» **CONSEGNA A**
Secondo il brano sulla nuvola, di che cosa siamo un fiume noi?

La nuvola è impermanente

Quando il fiume rallenta, ha tempo di riflettere molte nuvole piene di colori; le nuvole hanno molti, molti colori. Allora il fiume comincia ad affezionarsi alle nuvole: «Oh, quella nuvola è così bella! Ah, pure quella nuvola è bella!». E il fiume corre da una nuvola a un’altra nuvola. Anche noi siamo un fiume; siamo un corso d’acqua e diventiamo attratti da quella nuvola, quell’immagine. Ci affezioniamo a molte cose entusiasmanti, piene di colori e interessanti. Ma la natura di ogni cosa è impermanente, incluso la nuvola. Ora la nuvola è qui, ma nel pomeriggio passerà. Mentre le nuvole scompaiono, tu corri da una nuvola a un’altra nuvola, cercando di aggrapparti. Anche noi corriamo dietro a questo o a quel progetto, dietro a un’altra bella donna, a un altro bell’uomo. Sentiamo del vuoto nei nostri cuori e siamo come un fiume in corsa dietro a una nuvola. Ma la verità della nuvola è l’impermanenza; la sua natura è di scomparire. Perdiamo il nostro respiro rincorrendo questa nuvola, poi un’altra nuvola; e allora, poiché abbiamo quella sensazione di vuoto dentro, ci sentiamo soli. Poi, un giorno, il fiume è così triste, mancandogli le nuvole, e non ha nessun desiderio di vivere. Il cielo è vuoto, non c’è alcuna nuvola da rincorrere, niente per noi da inseguire. Perciò il fiume vuole morire. Vuole suicidarsi. Ma il fiume non può uccidersi: è impossibile. Una corrente deve continuare, non può smettere di scorrere. Ed è lo stesso per noi. Noi siamo un fiume di forma, sensazioni, percezioni, formazioni mentali e coscienza. Diciamo che possiamo ucciderci, che possiamo suicidarci; ma non possiamo mai farlo, perché appariremo semplicemente in un’altra forma. Quindi dobbiamo scorrere in modo che il fiume diventi sempre più ampio, sempre più limpido, sempre più bello, e andare nella direzione che rende la vita più bella. Il fiume era così vuoto e così perduto, ma è tornato al fiume, a sé stesso.

» **CONSEGNA B**
Cita parola per parola le righe dei record, dalla riga che contiene "find the farmhouse" fino alla riga che contiene "left=579, top=363, right=672, bottom=398", entrambe incluse. Ometti le immagini.

» **ESTRATTO DEI DATI**
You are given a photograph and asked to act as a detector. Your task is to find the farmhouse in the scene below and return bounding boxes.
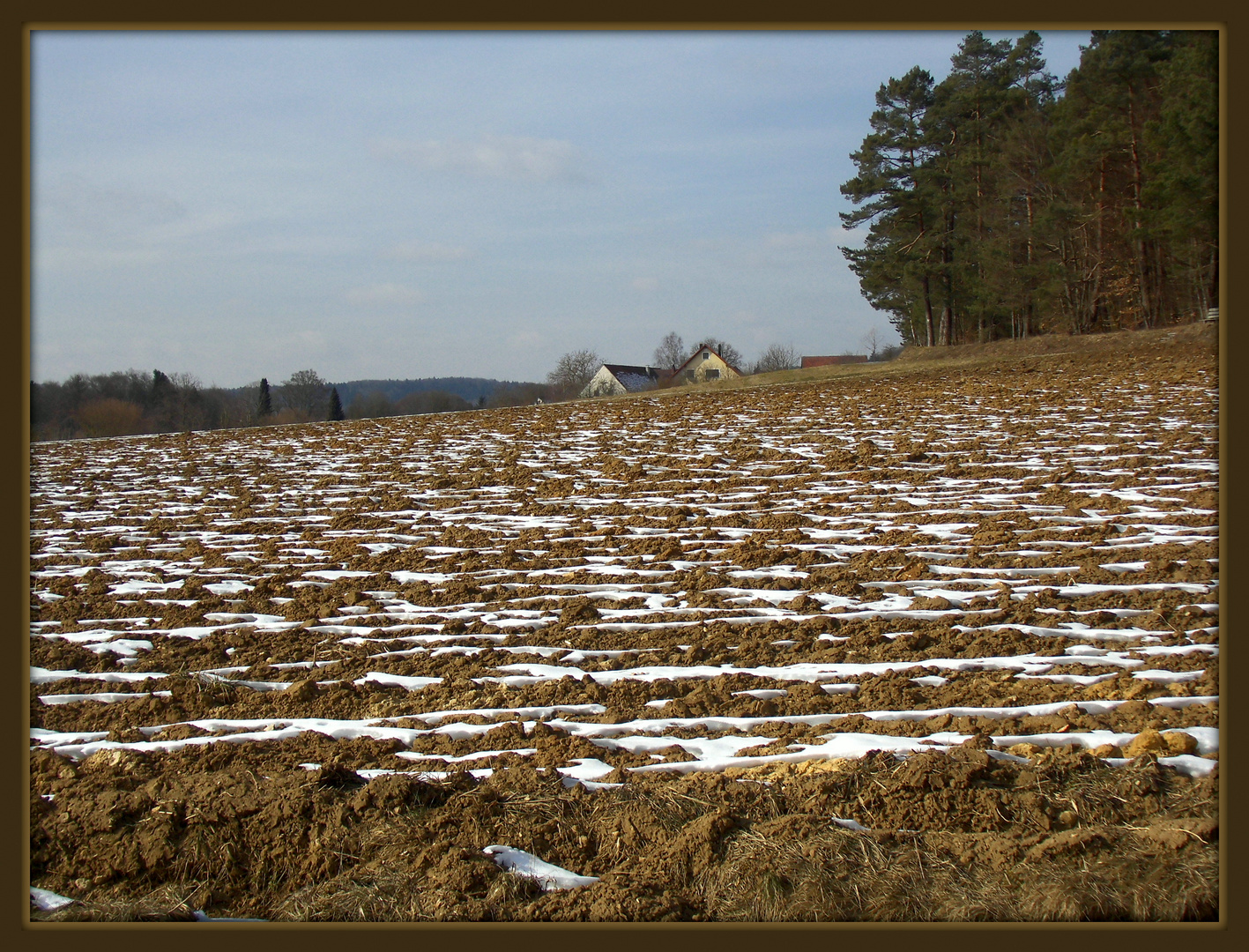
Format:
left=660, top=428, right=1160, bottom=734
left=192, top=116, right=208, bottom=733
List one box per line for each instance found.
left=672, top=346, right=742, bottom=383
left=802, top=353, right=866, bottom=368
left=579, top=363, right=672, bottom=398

* * *

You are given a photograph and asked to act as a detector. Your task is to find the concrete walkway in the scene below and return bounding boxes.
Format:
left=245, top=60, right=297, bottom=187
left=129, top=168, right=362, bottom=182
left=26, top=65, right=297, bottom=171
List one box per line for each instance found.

» **SOLUZIONE A**
Di forma, sensazioni, percezioni, formazioni mentali e coscienza.

» **SOLUZIONE B**
You are given a photograph and asked to act as a detector. Your task is to find the farmhouse in the scene below and return bounding boxes.
Format:
left=660, top=428, right=1160, bottom=734
left=192, top=116, right=208, bottom=733
List one box per line for each instance found.
left=672, top=346, right=742, bottom=383
left=802, top=353, right=866, bottom=368
left=579, top=363, right=672, bottom=398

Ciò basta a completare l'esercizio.